» SEZIONE DI TESTO:
· · · · ·

No, è una sperimentazione che punta a diventare una realtà aziendale effettiva entro la fine del 2017. Le prospettive ci sono tutte: nei primi venti giorni di sperimentazione hanno aderito 8mila dei 18mila dipendenti potenzialmente coinvolti. Ciascuno può scegliere la durata del periodo di smart working, da un minimo di 3 mesi a un massimo di 6. È interessante, infine, notare che la fascia d'età più interessata, con il 39% di adesioni, è quella che va da dai 46 ai 51 anni.

Ci sono altri progetti in corso?

· · · · ·

» DATI FORNITI:
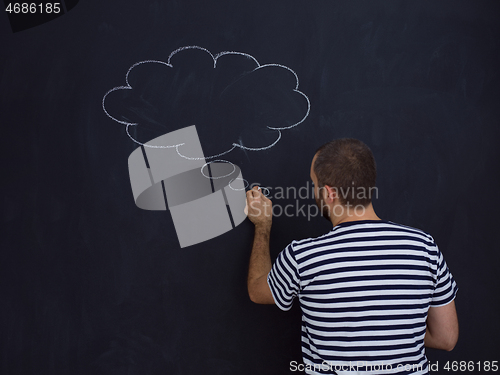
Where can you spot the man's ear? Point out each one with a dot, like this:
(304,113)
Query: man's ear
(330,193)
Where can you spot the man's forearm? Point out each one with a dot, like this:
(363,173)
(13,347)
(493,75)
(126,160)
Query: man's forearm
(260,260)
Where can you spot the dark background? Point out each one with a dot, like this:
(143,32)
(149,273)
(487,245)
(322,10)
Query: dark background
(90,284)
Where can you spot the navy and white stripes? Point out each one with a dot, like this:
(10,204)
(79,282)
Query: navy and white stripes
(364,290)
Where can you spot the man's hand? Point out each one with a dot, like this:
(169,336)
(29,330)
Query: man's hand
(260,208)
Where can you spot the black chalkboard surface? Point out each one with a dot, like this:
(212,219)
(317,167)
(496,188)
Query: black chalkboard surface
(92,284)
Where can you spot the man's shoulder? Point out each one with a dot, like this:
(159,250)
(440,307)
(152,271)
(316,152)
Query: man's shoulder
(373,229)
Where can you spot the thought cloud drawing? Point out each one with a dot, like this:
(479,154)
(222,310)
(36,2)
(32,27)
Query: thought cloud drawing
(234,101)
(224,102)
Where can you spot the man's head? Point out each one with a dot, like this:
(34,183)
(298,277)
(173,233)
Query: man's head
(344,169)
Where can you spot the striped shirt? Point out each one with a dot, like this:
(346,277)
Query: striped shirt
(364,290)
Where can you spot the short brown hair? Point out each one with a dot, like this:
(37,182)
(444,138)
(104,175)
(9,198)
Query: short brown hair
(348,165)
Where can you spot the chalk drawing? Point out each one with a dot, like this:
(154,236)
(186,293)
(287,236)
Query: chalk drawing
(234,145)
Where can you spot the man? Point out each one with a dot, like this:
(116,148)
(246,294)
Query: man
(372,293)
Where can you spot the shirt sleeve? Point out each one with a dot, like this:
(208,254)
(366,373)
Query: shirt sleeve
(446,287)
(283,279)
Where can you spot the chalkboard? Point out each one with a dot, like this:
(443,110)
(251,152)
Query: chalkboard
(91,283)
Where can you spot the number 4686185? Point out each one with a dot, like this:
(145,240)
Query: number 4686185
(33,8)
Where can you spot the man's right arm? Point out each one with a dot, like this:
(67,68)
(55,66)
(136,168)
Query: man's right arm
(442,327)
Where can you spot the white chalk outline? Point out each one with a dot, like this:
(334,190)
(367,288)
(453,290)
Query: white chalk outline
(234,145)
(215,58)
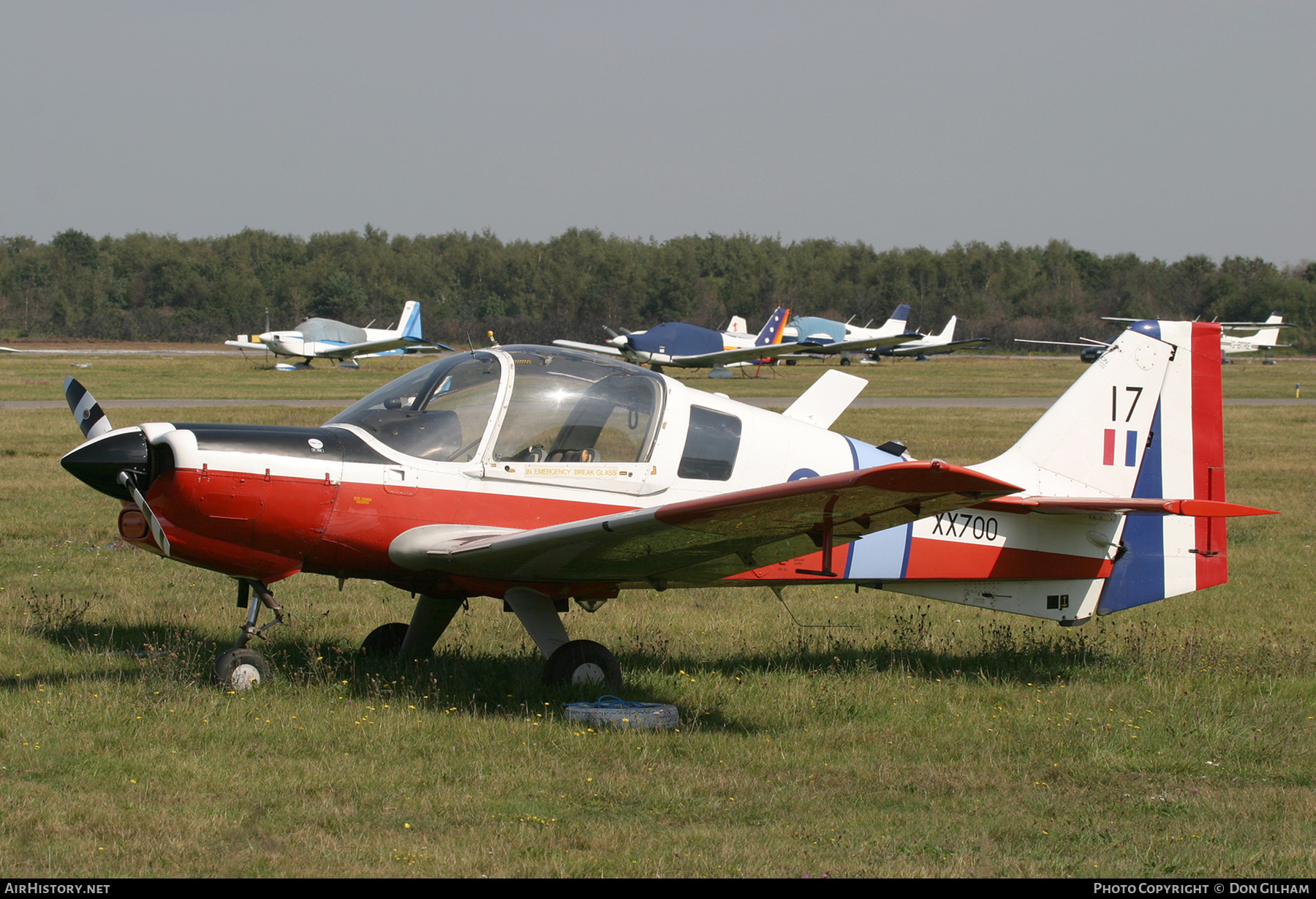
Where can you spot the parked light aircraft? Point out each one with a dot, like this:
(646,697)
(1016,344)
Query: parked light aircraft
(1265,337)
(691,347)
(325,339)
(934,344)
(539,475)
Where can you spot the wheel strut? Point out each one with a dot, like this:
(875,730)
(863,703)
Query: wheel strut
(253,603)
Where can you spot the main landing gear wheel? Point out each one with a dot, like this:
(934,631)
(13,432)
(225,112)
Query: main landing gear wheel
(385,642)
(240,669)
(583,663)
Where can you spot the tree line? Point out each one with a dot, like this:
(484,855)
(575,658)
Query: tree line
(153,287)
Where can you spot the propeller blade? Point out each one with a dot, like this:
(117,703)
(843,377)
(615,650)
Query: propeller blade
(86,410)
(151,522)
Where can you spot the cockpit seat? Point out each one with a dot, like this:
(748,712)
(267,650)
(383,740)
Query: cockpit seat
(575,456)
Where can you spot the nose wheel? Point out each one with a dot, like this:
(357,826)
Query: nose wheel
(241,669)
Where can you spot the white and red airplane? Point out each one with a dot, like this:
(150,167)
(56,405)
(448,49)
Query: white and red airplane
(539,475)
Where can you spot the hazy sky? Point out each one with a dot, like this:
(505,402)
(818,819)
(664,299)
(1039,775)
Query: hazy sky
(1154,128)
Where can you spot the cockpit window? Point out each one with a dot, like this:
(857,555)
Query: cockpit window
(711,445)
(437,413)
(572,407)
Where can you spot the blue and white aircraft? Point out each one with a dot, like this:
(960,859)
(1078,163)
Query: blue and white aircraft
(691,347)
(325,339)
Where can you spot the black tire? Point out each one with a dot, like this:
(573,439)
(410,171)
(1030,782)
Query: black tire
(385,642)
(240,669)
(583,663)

· · · · ·

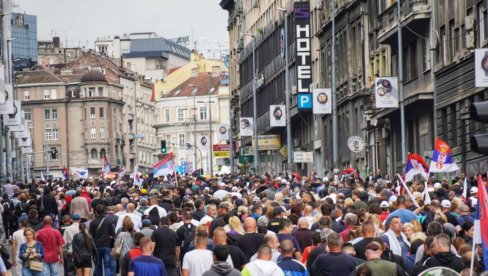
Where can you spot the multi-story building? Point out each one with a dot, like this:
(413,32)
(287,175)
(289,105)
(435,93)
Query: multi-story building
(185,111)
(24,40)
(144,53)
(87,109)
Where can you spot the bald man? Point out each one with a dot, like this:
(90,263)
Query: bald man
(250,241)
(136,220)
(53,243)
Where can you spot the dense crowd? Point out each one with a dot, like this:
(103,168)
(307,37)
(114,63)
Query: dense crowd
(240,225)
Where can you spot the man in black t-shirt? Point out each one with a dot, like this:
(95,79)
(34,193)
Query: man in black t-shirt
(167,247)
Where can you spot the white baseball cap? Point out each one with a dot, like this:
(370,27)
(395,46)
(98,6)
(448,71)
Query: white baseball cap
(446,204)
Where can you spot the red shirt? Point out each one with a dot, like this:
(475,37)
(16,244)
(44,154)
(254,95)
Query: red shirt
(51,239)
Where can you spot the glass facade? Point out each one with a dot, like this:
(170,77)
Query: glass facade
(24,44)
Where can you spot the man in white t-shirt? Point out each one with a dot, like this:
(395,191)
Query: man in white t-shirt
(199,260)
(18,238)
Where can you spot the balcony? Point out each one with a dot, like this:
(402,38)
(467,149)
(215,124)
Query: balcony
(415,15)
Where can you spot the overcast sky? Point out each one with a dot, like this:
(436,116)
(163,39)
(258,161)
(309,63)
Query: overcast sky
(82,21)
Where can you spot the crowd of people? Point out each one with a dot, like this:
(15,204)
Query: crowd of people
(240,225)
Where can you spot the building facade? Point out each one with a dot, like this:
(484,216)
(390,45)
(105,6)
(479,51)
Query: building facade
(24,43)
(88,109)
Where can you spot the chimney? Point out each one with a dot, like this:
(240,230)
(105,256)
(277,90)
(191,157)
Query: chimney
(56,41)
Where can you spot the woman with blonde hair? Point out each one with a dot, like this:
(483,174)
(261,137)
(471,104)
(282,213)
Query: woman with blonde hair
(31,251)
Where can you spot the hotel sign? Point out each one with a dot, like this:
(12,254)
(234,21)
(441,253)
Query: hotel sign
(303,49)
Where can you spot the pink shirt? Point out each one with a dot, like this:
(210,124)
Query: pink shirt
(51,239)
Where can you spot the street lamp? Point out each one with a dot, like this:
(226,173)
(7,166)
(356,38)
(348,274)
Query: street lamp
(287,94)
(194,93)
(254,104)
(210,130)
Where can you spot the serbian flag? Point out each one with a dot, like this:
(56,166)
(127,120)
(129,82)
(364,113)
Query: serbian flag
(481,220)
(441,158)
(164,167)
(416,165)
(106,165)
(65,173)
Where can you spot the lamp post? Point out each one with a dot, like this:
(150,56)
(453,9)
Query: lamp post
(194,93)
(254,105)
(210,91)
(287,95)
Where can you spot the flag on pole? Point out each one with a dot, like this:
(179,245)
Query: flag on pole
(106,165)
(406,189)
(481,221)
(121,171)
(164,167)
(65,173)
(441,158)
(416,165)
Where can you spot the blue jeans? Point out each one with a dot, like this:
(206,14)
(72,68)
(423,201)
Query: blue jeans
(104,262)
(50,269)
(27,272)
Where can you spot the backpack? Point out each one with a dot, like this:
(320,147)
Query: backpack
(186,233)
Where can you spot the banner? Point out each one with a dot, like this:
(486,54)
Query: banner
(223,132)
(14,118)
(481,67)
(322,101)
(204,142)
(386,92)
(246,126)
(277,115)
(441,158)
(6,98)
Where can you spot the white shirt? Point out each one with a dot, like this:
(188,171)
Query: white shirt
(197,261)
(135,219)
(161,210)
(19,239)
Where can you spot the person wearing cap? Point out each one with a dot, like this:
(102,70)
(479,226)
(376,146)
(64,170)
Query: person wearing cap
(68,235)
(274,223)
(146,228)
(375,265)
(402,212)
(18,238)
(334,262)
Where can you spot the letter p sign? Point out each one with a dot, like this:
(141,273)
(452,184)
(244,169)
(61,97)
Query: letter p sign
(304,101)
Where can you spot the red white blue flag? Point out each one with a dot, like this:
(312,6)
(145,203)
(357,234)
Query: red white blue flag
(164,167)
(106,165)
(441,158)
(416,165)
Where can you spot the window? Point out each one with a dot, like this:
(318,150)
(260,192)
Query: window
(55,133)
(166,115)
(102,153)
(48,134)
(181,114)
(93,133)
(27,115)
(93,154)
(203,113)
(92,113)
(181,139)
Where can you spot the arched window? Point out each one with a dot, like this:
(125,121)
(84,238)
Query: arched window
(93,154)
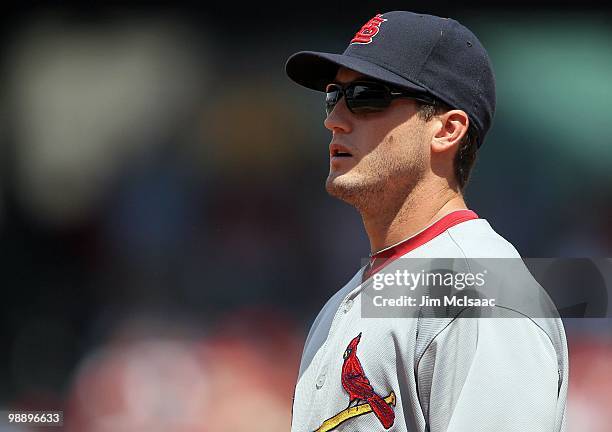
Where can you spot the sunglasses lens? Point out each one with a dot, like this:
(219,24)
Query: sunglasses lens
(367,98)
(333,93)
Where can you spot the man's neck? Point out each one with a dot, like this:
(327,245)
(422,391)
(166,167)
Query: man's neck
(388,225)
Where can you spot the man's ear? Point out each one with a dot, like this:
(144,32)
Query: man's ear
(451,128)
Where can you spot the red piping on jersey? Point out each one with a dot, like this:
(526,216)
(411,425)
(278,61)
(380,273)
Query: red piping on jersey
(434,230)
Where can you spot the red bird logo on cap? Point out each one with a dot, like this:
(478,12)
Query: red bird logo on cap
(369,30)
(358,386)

· · · · ·

» COSA FARAI:
[1] Raccogli tutte le righe dell'elenco che contengono la parola "logo".
[2] Continua il brano sullo smart working partendo dopo la sua ultima frase.
L'elenco non ha alcun legame con il brano sullo smart working.

» RISPOSTE ALL'ESERCIZIO:
[1]
Where can you spot the red bird logo on cap? Point out each one with a dot, like this:
Query: red bird logo on cap

[2]
Nella nuova sede in fase di realizzazione all'Eur avremo un asilo per i figli dei dipendenti, locali in cui sarà possibile conservare la spesa fatta magari in pausa pranzo, la sede di un'agenzia di servizi con sportelli in giorni fissi in cui sbrigare pratiche amministrative. Ciò significa, come sopra, risparmio di tempo per il dipendente e riduzione della sua mobilità. I benefici sono collettivi: immaginate cosa significhi avere 4-5mila persone in meno in auto durante la giornata. E per quanto riguarda i giorni di lavoro da casa, ciò crea benefici alla vivibilità dei quartieri, perché dà alle persone il tempo di viverli e li allontana dall'essere solo degli immensi dormitori.